Task directions:
Write out the data word for word. Begin at the line that contains "target: sneaker" and stop after the line that contains "197), (258, 197)]".

Input:
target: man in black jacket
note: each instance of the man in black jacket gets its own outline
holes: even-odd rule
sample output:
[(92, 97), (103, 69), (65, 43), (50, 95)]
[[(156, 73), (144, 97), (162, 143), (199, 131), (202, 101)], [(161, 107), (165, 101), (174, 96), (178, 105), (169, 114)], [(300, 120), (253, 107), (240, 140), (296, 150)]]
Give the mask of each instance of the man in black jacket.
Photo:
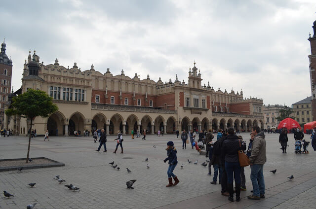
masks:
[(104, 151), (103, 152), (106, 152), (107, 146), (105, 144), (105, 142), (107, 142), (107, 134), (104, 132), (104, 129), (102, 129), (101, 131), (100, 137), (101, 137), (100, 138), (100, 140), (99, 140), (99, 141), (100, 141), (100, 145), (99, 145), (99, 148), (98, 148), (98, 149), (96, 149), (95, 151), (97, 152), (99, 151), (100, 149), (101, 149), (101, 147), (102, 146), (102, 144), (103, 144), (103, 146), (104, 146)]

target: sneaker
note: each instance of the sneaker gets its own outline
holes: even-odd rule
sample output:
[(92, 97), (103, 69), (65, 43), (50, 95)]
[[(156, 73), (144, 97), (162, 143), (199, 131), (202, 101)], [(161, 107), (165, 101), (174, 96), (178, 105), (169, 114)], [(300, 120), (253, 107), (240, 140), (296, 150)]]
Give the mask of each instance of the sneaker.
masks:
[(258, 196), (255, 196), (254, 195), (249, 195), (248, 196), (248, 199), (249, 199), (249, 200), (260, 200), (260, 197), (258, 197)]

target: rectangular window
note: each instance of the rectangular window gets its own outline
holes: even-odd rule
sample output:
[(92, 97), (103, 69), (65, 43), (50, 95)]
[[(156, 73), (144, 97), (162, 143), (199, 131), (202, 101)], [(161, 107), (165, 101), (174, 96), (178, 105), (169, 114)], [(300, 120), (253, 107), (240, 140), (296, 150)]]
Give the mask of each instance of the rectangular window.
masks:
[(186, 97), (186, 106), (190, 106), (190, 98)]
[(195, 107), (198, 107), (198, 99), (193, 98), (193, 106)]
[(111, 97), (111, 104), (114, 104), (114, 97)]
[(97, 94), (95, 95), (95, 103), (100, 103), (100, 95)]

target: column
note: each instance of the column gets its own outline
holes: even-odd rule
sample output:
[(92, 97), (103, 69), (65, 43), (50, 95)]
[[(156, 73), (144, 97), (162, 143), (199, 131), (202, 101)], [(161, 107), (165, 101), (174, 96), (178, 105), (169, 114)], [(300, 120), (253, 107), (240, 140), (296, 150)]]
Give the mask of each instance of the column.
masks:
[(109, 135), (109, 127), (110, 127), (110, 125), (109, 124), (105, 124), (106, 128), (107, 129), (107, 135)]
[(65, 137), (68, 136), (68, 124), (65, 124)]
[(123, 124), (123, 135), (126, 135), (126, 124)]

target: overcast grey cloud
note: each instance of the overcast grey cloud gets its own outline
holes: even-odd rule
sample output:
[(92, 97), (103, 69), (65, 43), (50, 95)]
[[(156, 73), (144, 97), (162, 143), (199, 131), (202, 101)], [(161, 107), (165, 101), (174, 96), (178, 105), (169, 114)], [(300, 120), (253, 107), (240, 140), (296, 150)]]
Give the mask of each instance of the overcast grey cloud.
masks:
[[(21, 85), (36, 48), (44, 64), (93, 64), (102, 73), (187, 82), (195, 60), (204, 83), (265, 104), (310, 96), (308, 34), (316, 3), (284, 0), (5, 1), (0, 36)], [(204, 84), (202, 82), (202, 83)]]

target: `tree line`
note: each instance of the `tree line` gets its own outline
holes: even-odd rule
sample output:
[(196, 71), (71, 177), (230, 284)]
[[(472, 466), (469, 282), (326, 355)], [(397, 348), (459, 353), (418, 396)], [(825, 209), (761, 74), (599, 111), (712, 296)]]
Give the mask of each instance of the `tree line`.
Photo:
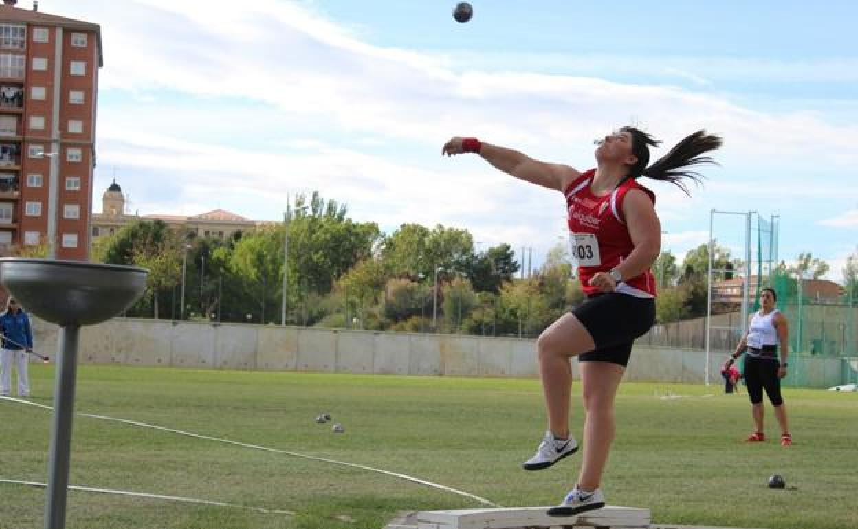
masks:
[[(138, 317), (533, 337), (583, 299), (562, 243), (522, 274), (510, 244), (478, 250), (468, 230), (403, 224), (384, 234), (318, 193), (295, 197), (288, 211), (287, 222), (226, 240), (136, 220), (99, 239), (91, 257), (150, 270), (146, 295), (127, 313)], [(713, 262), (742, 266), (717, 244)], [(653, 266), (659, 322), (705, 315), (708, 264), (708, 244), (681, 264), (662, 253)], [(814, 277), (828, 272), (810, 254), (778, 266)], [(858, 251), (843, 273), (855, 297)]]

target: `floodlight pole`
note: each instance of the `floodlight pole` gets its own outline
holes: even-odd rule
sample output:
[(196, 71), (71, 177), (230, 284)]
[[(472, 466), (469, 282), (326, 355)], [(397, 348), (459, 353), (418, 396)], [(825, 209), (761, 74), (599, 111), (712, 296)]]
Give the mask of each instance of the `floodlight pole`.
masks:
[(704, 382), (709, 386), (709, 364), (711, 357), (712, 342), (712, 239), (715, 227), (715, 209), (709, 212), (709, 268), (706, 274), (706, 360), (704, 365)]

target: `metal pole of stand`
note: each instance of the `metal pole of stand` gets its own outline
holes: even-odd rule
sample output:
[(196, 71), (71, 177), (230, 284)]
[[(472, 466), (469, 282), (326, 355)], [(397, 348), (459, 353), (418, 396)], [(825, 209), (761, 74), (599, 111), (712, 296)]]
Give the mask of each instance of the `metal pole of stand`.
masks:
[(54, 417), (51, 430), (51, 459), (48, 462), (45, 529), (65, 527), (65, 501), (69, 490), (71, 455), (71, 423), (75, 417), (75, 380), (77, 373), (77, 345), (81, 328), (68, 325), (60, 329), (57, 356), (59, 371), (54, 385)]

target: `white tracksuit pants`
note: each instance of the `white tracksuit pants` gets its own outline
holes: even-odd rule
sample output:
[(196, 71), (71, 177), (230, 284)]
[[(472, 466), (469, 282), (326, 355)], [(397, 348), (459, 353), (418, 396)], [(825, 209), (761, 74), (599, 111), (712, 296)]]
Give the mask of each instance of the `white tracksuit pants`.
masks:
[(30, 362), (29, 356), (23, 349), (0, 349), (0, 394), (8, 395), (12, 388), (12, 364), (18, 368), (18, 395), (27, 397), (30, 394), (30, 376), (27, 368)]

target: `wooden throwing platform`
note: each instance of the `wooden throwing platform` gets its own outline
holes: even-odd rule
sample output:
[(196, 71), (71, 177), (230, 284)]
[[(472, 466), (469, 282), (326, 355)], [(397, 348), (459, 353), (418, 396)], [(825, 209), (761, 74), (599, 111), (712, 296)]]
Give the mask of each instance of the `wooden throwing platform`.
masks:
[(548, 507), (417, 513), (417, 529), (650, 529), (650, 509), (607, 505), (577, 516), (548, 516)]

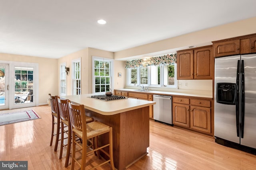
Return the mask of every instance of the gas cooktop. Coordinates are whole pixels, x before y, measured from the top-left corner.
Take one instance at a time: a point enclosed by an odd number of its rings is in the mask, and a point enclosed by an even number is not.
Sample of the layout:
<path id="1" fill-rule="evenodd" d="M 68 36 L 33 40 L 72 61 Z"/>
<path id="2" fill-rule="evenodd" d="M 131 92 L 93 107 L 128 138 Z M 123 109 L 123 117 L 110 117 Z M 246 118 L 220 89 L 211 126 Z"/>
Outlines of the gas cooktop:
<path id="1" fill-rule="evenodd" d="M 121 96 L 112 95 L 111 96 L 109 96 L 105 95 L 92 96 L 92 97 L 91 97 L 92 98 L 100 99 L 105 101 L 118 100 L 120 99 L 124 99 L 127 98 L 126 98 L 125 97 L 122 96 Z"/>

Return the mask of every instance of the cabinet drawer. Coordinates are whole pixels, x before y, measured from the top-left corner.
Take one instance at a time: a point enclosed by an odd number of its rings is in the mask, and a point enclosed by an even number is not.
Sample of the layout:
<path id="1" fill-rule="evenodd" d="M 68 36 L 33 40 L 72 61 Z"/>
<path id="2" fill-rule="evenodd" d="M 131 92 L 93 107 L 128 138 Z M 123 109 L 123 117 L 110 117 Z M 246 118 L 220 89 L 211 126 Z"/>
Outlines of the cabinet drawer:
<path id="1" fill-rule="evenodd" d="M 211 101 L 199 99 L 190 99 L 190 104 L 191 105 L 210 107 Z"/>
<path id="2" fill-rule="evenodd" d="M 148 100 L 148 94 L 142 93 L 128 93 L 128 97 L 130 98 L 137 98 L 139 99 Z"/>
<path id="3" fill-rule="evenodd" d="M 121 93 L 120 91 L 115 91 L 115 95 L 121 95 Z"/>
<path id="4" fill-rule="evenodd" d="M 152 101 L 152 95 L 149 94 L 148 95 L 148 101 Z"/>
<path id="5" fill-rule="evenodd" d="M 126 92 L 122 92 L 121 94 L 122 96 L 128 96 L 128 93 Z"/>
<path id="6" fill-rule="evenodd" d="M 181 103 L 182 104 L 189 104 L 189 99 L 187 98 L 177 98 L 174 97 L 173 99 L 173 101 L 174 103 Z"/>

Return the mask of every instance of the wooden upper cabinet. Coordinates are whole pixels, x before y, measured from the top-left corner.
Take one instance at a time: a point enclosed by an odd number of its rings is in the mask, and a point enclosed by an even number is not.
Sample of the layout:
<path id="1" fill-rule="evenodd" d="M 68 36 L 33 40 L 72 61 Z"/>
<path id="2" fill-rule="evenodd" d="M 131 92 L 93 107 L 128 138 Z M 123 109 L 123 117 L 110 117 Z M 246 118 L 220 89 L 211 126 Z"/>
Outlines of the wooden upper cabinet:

Complete output:
target: sneaker
note: each instance of the sneaker gets its own outline
holes: even-odd rule
sample output:
[(92, 97), (103, 69), (65, 43), (50, 95)]
[[(156, 73), (144, 97), (162, 143), (199, 131), (202, 101)], [(161, 107), (165, 101), (174, 96), (178, 105), (169, 114)], [(300, 120), (253, 107), (240, 140), (296, 150)]]
Give the mask of each instance of the sneaker.
masks:
[(258, 196), (255, 196), (254, 195), (249, 195), (248, 196), (248, 199), (249, 199), (249, 200), (260, 200), (260, 197), (258, 197)]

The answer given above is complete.